**SHORT PROBLEM**: Reproduce every one of the following rows word for word.

──────── INPUT ────────

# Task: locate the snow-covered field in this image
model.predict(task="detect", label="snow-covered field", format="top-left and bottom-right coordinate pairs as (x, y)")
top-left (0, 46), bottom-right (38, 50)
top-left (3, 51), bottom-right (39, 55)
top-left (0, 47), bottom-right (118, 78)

────────

**EXPECTED ANSWER**:
# Task: locate the snow-covered field in this image
model.predict(task="detect", label="snow-covered field", format="top-left and bottom-right coordinate pairs as (x, y)")
top-left (0, 46), bottom-right (38, 50)
top-left (3, 51), bottom-right (39, 55)
top-left (0, 47), bottom-right (118, 78)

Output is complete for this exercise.